▽

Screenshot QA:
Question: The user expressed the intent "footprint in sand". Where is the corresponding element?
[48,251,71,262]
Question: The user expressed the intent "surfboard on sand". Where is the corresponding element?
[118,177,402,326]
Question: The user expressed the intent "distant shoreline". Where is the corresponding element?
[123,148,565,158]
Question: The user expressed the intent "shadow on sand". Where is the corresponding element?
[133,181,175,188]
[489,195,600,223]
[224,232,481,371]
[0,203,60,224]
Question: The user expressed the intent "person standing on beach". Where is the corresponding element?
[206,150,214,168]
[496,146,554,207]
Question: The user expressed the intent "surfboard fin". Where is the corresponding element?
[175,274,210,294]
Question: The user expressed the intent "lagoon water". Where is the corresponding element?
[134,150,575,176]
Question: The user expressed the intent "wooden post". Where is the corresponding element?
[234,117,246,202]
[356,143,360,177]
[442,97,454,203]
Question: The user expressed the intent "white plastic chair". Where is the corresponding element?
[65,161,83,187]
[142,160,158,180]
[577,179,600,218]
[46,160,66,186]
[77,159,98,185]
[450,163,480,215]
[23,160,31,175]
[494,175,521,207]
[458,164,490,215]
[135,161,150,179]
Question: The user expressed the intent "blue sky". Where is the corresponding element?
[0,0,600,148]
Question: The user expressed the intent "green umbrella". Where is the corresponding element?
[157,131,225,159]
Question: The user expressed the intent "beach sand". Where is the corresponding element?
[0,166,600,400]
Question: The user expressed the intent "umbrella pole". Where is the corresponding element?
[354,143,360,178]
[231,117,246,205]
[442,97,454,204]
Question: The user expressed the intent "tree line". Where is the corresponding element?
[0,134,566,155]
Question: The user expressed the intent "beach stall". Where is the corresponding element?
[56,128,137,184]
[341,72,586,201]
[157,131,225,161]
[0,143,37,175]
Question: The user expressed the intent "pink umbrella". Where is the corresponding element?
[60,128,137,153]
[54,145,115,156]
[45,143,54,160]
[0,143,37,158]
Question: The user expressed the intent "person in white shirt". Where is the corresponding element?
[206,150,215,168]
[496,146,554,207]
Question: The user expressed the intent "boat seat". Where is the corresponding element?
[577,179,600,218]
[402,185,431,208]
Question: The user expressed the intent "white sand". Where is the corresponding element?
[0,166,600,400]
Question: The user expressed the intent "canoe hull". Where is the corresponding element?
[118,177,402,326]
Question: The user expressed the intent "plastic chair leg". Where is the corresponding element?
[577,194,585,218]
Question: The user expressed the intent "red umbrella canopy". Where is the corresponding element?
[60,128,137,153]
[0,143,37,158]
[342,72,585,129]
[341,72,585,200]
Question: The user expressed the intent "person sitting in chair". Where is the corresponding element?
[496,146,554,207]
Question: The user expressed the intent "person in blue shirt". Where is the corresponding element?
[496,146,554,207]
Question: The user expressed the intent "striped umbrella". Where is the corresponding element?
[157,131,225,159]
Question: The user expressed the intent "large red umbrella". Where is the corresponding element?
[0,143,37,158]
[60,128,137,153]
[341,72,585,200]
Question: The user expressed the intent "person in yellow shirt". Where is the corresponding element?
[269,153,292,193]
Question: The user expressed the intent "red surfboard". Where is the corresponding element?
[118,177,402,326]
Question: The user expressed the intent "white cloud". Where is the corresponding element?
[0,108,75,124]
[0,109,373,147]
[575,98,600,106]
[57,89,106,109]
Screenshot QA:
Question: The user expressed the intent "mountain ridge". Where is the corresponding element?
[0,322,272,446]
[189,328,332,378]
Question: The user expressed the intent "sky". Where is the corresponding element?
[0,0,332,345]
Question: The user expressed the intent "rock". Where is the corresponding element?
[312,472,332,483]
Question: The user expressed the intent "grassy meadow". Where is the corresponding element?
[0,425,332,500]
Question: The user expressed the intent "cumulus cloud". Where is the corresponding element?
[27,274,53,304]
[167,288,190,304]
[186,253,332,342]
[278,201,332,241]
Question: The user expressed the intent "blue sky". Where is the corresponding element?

△

> _What is being asked_: Starting at the beginning of the records and ending at the line that contains "[0,203,60,224]", reproduce those lines with "sand" swapped for "snow" and everything else left as it is.

> _The answer_:
Screenshot QA:
Question: The user expressed the intent "footprint in snow". Where is the corresponding element?
[48,251,71,262]
Question: The user expressed the intent "surfboard on snow". Where is the corresponding element?
[118,177,402,326]
Question: The user expressed the intent "distant shoreline". Where is the corresponding element?
[123,148,565,158]
Question: The user expressed the intent "shadow on snow". Where is the corresponding element?
[133,181,175,188]
[489,195,600,223]
[224,232,481,371]
[0,203,60,224]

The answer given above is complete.